Please render all the rows below as a numbered list, leaving out any blank lines.
++++ DATA TO PROCESS
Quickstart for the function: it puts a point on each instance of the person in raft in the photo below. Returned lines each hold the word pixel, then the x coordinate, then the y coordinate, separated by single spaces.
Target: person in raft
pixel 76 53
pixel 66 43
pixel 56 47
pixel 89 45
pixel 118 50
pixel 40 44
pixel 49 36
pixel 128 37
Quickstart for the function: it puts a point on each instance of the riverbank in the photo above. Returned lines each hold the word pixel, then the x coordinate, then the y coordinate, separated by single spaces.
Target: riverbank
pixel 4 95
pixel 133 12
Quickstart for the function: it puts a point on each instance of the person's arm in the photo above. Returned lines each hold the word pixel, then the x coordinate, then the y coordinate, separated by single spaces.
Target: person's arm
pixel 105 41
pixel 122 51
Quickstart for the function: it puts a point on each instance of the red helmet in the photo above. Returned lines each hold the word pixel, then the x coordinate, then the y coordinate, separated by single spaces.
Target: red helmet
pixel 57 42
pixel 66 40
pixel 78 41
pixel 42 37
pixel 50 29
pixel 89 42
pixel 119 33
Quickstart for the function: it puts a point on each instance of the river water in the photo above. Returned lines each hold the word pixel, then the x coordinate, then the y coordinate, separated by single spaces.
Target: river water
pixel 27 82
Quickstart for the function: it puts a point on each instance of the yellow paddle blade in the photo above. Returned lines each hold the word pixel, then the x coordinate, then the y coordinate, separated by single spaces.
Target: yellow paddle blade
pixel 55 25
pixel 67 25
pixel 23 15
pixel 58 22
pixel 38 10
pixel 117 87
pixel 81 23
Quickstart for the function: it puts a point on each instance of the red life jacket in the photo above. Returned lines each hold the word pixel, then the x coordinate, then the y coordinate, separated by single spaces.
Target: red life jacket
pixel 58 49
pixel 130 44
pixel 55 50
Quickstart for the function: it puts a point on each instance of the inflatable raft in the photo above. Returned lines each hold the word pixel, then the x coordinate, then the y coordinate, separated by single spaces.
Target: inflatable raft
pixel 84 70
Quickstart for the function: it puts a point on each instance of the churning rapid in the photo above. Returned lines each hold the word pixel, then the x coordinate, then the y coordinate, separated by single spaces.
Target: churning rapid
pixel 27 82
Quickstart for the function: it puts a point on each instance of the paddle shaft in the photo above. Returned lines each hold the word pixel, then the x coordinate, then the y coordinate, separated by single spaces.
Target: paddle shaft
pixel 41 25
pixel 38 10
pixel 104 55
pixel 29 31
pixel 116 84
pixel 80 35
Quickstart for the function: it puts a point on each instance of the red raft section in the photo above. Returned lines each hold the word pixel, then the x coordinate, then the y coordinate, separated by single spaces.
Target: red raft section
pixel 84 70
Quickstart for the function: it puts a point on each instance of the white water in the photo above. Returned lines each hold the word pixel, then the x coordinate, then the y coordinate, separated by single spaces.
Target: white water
++++++++
### SOLUTION TO THIS EXERCISE
1. Quickstart for the function: it puts a point on each instance of the person in raft in the photo below. Returned lines each hold the word pixel, then the x coordinate, then the y coordinate, separated by single spaces.
2. Target: person in raft
3. pixel 76 53
4. pixel 66 43
5. pixel 56 47
6. pixel 89 45
7. pixel 118 50
8. pixel 40 44
9. pixel 49 36
10. pixel 128 37
11. Quickstart for the function: it puts a point on each instance of the riverbank in the photo above. Returned lines each hold the word pixel, then the x coordinate, then the y coordinate, separated by single spaces.
12. Target: riverbank
13. pixel 4 95
14. pixel 133 12
15. Quickstart for the function: it puts a point on each instance of the person's arm in the photo above. Returned lines each hold the word pixel, then the x coordinate, then the y coordinate, separated by single spaces.
16. Target: person's arm
17. pixel 105 41
18. pixel 122 51
19. Quickstart for the function: it puts a point on each instance of the red helmet in the photo above. Returned lines each hold the word pixel, then the x coordinate, then the y coordinate, separated by single spaces.
20. Target: red helmet
21. pixel 57 42
22. pixel 66 40
23. pixel 78 41
24. pixel 42 37
25. pixel 50 29
26. pixel 89 42
27. pixel 119 33
28. Quickstart for the function: it puts a point on each instance of the river water in the photo above. Returned lines each hold the word pixel, then the x coordinate, then the y coordinate, separated by single spaces.
29. Target: river water
30. pixel 27 82
31. Quickstart for the function: it puts a point on each instance of the yellow paddle blade in the photo above. Returned lines each hold the word pixel, then the x coordinate, then the y coordinate, separated by single spaces.
32. Target: yellow paddle blade
33. pixel 55 25
34. pixel 67 25
35. pixel 23 15
36. pixel 58 22
37. pixel 38 10
38. pixel 117 87
39. pixel 81 23
40. Quickstart for the function: it puts a point on each instance of the red life jacket in the photo above. Returned lines each hold the word pixel, then the x coordinate, then the y coordinate, separated by single spaces.
41. Target: red life jacket
42. pixel 58 49
43. pixel 130 44
44. pixel 55 50
45. Quickstart for the function: it puts a point on each instance of the inflatable raft in the photo above. Returned lines each hold the word pixel, then the x coordinate, then the y coordinate, separated by single spaces.
46. Target: inflatable raft
47. pixel 84 70
48. Quickstart for the function: it puts a point on each instance of the churning rapid in the photo above. Returned lines each hold the word pixel, then the x coordinate, then the y coordinate, separated by single spaces.
49. Target: churning rapid
50. pixel 27 82
51. Quickstart for the function: it puts a point on each instance of the paddle shaft in the photo above. Returned lines each hold the word pixel, then the x coordinate, then the y coordinate, separated by single spaces.
52. Target: paddle shaft
53. pixel 41 25
54. pixel 38 10
55. pixel 104 55
56. pixel 29 31
57. pixel 116 84
58. pixel 80 35
59. Quickstart for the function: it puts a point on each instance of the red raft section in the photo above. Returned lines each hold the word pixel, then the x coordinate, then the y coordinate, separated by single spaces.
60. Target: red raft section
61. pixel 84 70
62. Quickstart for the function: it puts a point on each instance of the white water in the photo above. Returned lines each hold the word pixel, then the x coordinate, then the y coordinate, separated by single spaces.
63. Target: white water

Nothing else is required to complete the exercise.